+++ Trecho do texto +++

Em bom momento, 3 REFEIÇÕES chega ao público através do Festival Internacional de Cinema de Santos
“Se todo brasileiro vier a ter condições de fazer três refeições por dia, minha missão na presidência estará cumprida”. Era mais ou menos assim que Lula se expressava desde que começou a correr o país como pré-candidato. A Caravana da Cidadania contra a Fome, levada a cabo em 1993 seguindo percurso do jovem Lula de Garanhuns (Pe) a São Paulo, foi o primeiro grande movimento nesse sentido e ocupa dois terços do documentário 3 Refeições, de Maria Maia.
Com poucos recursos, mas muita dedicação, a diretora acompanhou a caravana nas cidades de Jeremoabo, Canudos e Monte Santo, no sertão da Bahia. A voz de Lula entra em cena bem antes de sua imagem aparecer na intensa interação com lavradores, boiadeiros, donas de casa e famílias então à beira da miséria. Para todos ele tem uma palavra de carinho e de estímulo, junto com o abraço e o afago. Acompanhado por Marisa Letícia, cercado de gente nas ruas ou de seus consultores no ônibus, o fundador do PT era a própria imagem da esperança. Na época, fumava charutos.
A passagem por aquela região inspirou Maria Maia a associar a imagem de Lula à de Antonio Conselheiro, representado em estética mítico-sertaneja por um ator no começo do filme. Luiz Carlos Barreto vai pronunciar mais adiante que “Lula é um profeta popular”. No seu discurso em Canudos, Lula exalta a permanência do beato com palavras que iria repercutir a respeito de si mesmo quando de sua prisão em 2018: “Mataram a carne de Conselheiro mas não suas ideias, que estão aqui nesse povo”.
E o povo baiano parecia não ter dúvidas quanto ao papel de Lula no futuro do país. O professor Candido Mendes, um dos ilustres que seguiam com a caravana, comparava-a à Coluna Prestes. Zuenir Ventura também estava lá, compartilhando os elogios. Lula prometia uma coisa que, infelizmente, não teve força para cumprir: “Vamos fazer uma reforma agrária nos meios de comunicação deste país”. Se tivesse cumprido, talvez não estivéssemos onde hoje estamos.

+++

- _Tarefas do exercício_
- A) Segundo o texto sobre o documentário 3 Refeições, em quais cidades a diretora acompanhou a caravana?
- B) Transcreva sem alterações as linhas das entradas, começando pela linha que contém "Expected behaviour: for each instance of the ray's dorsal" e parando após a linha que contém "Query: southern fiddler ray".

+++ Dados brutos +++

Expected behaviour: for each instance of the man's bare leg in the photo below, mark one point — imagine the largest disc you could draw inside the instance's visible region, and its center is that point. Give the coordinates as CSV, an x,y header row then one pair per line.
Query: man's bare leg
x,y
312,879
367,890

+++
+++ Dados brutos +++

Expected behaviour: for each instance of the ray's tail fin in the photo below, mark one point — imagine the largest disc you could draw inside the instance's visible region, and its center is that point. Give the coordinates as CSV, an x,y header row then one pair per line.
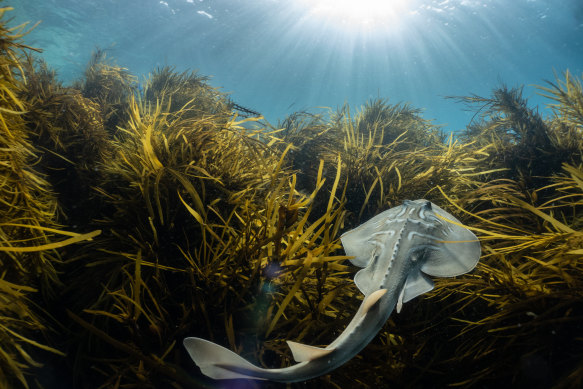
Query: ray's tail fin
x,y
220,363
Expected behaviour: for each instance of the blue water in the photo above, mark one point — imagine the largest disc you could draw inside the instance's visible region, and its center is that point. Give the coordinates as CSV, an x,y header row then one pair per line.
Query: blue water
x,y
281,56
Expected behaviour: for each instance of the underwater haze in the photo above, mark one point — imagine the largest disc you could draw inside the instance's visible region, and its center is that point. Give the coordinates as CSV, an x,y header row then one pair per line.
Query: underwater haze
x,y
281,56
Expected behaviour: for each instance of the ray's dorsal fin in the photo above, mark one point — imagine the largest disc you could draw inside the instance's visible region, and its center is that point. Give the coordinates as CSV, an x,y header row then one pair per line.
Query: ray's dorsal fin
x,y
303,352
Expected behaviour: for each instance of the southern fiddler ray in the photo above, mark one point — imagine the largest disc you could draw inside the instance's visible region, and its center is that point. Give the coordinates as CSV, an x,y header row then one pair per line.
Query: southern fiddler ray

+++

- _Soluções dos problemas_
- A) Jeremoabo, Canudos e Monte Santo, no sertão da Bahia.

- B)
Expected behaviour: for each instance of the ray's dorsal fin in the photo above, mark one point — imagine the largest disc you could draw inside the instance's visible region, and its center is that point. Give the coordinates as CSV, an x,y header row then one pair per line.
Query: ray's dorsal fin
x,y
303,352
Expected behaviour: for each instance of the southern fiddler ray in the photo above, mark one point — imagine the largest disc you could draw inside the instance's visible region, and its center is that point. Give the coordinates as CSV, an x,y header row then one pair per line.
Query: southern fiddler ray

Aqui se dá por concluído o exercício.